Task requirements: Convert all of the material below into a two-column CSV with the headers "request" and "answer", giving one row per request. Put each request's text and its answer in a single quoted field, and replace any line breaks with spaces.

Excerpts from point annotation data
____

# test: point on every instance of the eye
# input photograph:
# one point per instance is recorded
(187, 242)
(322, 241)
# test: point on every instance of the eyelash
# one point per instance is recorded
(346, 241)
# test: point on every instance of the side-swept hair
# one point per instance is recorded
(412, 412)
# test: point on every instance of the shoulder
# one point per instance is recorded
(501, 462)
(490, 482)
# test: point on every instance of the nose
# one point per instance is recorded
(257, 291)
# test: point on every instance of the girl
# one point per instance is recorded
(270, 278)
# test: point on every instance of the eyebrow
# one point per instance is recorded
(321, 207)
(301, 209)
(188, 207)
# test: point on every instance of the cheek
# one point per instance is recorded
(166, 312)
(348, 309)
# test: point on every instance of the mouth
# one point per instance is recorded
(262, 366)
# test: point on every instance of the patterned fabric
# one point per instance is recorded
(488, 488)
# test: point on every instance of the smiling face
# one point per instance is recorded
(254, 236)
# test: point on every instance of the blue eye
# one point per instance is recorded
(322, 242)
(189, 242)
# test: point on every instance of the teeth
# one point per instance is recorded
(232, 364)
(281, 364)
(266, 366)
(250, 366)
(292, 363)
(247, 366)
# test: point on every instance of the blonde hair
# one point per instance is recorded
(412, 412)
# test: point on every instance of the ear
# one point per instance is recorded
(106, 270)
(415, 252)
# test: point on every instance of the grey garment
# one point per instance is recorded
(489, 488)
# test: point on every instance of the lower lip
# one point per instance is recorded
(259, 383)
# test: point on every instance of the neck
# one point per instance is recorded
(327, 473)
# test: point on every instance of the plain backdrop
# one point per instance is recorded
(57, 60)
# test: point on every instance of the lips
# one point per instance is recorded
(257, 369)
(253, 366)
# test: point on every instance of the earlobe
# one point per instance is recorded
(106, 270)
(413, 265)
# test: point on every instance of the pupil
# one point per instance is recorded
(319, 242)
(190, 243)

____

Solution below:
request,answer
"# test: point on every instance of the eye # input photograph: # one point per instance is recorded","(187, 242) (322, 241)"
"# test: point on every instance of the eyelash # one point per instance is recorded","(346, 241)"
"# test: point on every instance of the side-swept hair # one point per instance is recorded","(412, 412)"
"# test: point on every instance of the shoulder # one point per instance is recorded","(501, 462) (490, 482)"
"# test: point on every instance of the nose # one point per instance is recorded","(257, 291)"
"# test: point on every instance of the girl # one point per instance is recorded","(270, 278)"
"# test: point on every instance of the eyebrow # one point per instance is recorded","(321, 207) (301, 209) (188, 207)"
"# test: point on every instance of the cheek # one point per instance is recorded","(166, 312) (348, 309)"
"# test: point on every instance of the mouth # one point per instance is recorded","(262, 366)"
"# test: point on every instance of the patterned fabric # one point per instance is recorded","(488, 488)"
"# test: point on every instance of the smiling face # one point per instance is recorded","(254, 236)"
"# test: point on every instance of the blue eye # one point per instance is recorded","(322, 242) (189, 242)"
"# test: point on every instance of the teeth # one point per instance is recorded","(232, 364) (281, 364) (266, 366) (250, 366) (292, 363) (247, 366)"
"# test: point on every instance of the blonde hair # one point per instance is recorded","(412, 412)"
"# test: point on every instance of the ear # one point per instance is recorded","(106, 270) (415, 252)"
"# test: point on every instance of the grey garment # one point per instance is recorded","(489, 488)"
"# test: point on every instance of the lower lip # one point per instance is recorded","(259, 383)"
"# test: point on every instance of the neck # one point per instance is recorded","(327, 473)"
"# test: point on every instance of the plain backdrop # one point per instance is recorded","(57, 60)"
"# test: point on every instance of the lips # one point per instance is recorded","(257, 369) (253, 366)"
"# test: point on every instance of the earlobe # one point per instance is recorded","(106, 270) (413, 265)"
"# test: point on every instance of the pupil # one point per instance is recorded","(319, 242) (190, 243)"